■ **Provided data**:
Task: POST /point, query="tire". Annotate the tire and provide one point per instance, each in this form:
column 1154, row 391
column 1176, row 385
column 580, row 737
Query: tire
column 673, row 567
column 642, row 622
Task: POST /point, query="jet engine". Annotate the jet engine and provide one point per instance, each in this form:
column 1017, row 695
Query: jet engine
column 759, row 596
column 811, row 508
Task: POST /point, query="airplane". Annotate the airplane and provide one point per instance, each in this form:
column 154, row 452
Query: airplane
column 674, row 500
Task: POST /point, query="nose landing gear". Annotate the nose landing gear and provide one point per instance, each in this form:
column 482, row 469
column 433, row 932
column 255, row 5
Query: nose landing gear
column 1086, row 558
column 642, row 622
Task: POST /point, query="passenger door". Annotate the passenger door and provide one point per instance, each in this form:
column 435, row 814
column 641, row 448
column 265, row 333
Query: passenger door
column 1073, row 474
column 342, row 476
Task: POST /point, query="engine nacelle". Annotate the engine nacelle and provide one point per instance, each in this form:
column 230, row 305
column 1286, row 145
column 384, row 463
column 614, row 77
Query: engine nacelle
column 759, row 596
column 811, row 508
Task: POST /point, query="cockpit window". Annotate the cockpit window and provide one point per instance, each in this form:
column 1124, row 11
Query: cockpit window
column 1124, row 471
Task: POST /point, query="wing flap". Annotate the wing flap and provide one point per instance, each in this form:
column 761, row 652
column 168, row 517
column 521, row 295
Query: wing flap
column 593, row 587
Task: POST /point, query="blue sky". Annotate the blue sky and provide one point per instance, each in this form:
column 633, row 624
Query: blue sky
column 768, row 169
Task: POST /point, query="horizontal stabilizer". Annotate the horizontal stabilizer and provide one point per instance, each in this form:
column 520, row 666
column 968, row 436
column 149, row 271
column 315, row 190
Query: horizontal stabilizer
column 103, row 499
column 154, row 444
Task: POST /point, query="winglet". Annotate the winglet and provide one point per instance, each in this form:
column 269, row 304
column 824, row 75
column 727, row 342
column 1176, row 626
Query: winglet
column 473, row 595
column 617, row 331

■ **Work request**:
In the listing above, find the line with "Query: wing flap" and set down that line and all after it exactly, through the final line.

■ **Completed exercise**:
Query: wing flap
column 593, row 587
Task: POST /point, query="blue sky". Annotate the blue sky and provide one point per instance, each in this form:
column 633, row 624
Query: blue sky
column 768, row 169
Task: POST /point, query="horizontal stabilizer". Annotate the horizontal stabilizer and provide one point per instance, each in this form:
column 520, row 666
column 968, row 436
column 149, row 271
column 315, row 190
Query: horizontal stabilizer
column 103, row 499
column 154, row 444
Task: POST /point, query="winglet". Annotate the winglet and provide one point per instance, each in this form:
column 269, row 304
column 824, row 75
column 727, row 342
column 1176, row 626
Query: winglet
column 473, row 595
column 617, row 331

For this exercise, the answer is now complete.